Content starts
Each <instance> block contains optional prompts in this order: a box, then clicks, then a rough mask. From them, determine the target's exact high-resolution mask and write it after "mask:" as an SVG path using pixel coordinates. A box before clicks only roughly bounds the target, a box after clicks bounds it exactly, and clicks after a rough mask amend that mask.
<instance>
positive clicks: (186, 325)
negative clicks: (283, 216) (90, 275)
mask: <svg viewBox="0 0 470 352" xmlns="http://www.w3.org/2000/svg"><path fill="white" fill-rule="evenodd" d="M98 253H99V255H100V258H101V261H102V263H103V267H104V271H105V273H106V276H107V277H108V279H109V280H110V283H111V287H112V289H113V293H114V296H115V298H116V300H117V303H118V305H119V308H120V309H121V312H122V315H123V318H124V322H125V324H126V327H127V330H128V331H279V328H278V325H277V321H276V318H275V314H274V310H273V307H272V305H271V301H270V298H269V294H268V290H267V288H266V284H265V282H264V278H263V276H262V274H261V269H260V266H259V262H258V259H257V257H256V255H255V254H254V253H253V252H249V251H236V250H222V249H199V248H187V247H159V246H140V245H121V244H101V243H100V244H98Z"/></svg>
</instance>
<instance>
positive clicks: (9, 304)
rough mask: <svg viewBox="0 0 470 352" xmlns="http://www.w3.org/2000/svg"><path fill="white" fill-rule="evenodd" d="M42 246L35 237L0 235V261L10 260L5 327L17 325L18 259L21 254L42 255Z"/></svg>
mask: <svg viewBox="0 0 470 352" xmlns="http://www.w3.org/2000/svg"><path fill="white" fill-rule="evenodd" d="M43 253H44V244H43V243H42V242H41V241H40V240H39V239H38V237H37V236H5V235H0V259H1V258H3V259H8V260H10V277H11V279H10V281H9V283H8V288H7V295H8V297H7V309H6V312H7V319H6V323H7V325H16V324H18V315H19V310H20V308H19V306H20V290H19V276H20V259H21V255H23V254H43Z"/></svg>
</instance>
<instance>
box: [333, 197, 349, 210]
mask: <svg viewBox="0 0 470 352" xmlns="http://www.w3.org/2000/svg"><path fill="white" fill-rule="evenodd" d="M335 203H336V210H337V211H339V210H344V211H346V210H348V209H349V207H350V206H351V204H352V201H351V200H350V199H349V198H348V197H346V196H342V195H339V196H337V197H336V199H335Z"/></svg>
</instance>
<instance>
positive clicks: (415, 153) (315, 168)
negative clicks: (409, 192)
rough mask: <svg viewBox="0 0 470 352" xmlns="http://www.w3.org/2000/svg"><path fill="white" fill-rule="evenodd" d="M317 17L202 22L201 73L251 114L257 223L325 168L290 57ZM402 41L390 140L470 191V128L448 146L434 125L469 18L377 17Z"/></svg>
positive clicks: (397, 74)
Content ends
WHAT IS EXPECTED: Output every record without changing any wording.

RESPONSE TO THIS TASK:
Each <instance> block contains optional prompts in this order: a box, then clicks, then a rough mask. From them, determine the target's exact high-resolution mask and write it after "mask:" as an SVG path using pixel coordinates. A box before clicks only roughly bounds the target, a box after clicks bounds it exactly, and clicks after a rough mask amend that mask.
<instance>
positive clicks: (186, 325)
negative clicks: (283, 216) (90, 275)
mask: <svg viewBox="0 0 470 352" xmlns="http://www.w3.org/2000/svg"><path fill="white" fill-rule="evenodd" d="M98 253H99V255H100V258H101V261H102V263H103V267H104V271H105V273H106V276H107V277H108V279H109V280H110V283H111V287H112V289H113V293H114V296H115V298H116V300H117V303H118V305H119V308H120V309H121V312H122V315H123V318H124V322H125V324H126V327H127V330H128V331H279V328H278V325H277V321H276V318H275V314H274V310H273V307H272V305H271V301H270V298H269V294H268V290H267V288H266V284H265V282H264V278H263V276H262V274H261V269H260V266H259V262H258V259H257V257H256V255H255V254H254V253H253V252H249V251H236V250H222V249H199V248H187V247H159V246H140V245H121V244H101V243H100V244H98Z"/></svg>
</instance>
<instance>
positive clicks: (9, 304)
rough mask: <svg viewBox="0 0 470 352" xmlns="http://www.w3.org/2000/svg"><path fill="white" fill-rule="evenodd" d="M42 246L35 237L0 235V261L10 260L5 327L17 325L18 259L21 254L42 255Z"/></svg>
mask: <svg viewBox="0 0 470 352" xmlns="http://www.w3.org/2000/svg"><path fill="white" fill-rule="evenodd" d="M43 253H44V244H43V243H42V242H41V241H40V240H39V239H38V237H37V236H5V235H0V259H1V258H3V259H8V260H10V277H11V279H10V281H9V283H8V288H7V295H8V297H7V309H6V312H7V319H6V323H7V325H16V324H18V315H19V310H20V308H19V306H20V290H19V276H20V259H21V255H23V254H43Z"/></svg>
</instance>
<instance>
box: [333, 197, 349, 210]
mask: <svg viewBox="0 0 470 352" xmlns="http://www.w3.org/2000/svg"><path fill="white" fill-rule="evenodd" d="M335 203H336V210H337V211H339V210H344V211H346V210H348V209H349V207H350V206H351V204H352V201H351V200H350V199H349V198H348V197H346V196H342V195H339V196H337V197H336V199H335Z"/></svg>
</instance>
<instance>
positive clicks: (415, 153) (315, 168)
negative clicks: (409, 192)
rough mask: <svg viewBox="0 0 470 352" xmlns="http://www.w3.org/2000/svg"><path fill="white" fill-rule="evenodd" d="M317 17L202 22L201 73L251 114L257 223L325 168L290 57ZM402 41L390 140L470 191V128L448 146L434 125L469 18L377 17Z"/></svg>
positive clicks: (397, 74)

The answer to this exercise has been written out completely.